> PROBLEM STATEMENT
Look below for the line with "pixel 333 112", and from there restate every line word for word until the entries end.

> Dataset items
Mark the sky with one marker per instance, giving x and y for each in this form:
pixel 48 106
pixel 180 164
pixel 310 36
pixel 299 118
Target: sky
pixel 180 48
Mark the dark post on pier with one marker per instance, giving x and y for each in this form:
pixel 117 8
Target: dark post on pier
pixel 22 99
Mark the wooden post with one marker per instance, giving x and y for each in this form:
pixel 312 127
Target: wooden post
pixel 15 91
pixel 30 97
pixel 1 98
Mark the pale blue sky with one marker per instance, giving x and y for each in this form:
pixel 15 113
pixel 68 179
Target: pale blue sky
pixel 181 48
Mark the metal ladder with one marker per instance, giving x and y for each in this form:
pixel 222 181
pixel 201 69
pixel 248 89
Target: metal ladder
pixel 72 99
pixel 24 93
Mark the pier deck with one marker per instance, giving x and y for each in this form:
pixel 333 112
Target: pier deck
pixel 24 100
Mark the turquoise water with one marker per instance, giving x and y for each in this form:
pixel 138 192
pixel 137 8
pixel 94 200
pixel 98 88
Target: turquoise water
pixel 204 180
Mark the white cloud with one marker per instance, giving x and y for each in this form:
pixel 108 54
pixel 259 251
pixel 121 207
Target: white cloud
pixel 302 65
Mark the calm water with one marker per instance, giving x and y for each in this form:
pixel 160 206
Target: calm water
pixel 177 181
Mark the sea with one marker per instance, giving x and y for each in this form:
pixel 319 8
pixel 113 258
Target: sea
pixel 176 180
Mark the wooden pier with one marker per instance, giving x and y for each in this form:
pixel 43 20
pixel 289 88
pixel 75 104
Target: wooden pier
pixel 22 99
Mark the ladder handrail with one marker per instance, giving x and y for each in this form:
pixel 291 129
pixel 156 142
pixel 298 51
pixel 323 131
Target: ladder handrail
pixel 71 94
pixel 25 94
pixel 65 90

> EXERCISE OUTPUT
pixel 333 112
Target: pier deck
pixel 24 100
Mark the turquoise water with one marker per instance, giving x and y for each in this form:
pixel 138 192
pixel 137 8
pixel 94 200
pixel 98 88
Target: turquoise water
pixel 204 180
Mark the white cloud with one marker per instance, giving x and y for each in this form:
pixel 108 54
pixel 259 251
pixel 121 207
Target: white cloud
pixel 302 65
Mark the calm water with one marker per instance, giving x and y for each in this form:
pixel 160 206
Target: calm water
pixel 177 181
Mark the sea with one marker per instance, giving x and y for each in this form:
pixel 319 8
pixel 113 258
Target: sea
pixel 176 180
Mark the wooden pier with one marker per instance, giving x and y for each in this form:
pixel 43 20
pixel 289 88
pixel 75 104
Target: wooden pier
pixel 22 99
Mark the ladder handrail with one marker per instance, giving x and y for each in this form:
pixel 291 129
pixel 156 142
pixel 298 51
pixel 323 131
Target: ladder handrail
pixel 71 94
pixel 25 94
pixel 65 90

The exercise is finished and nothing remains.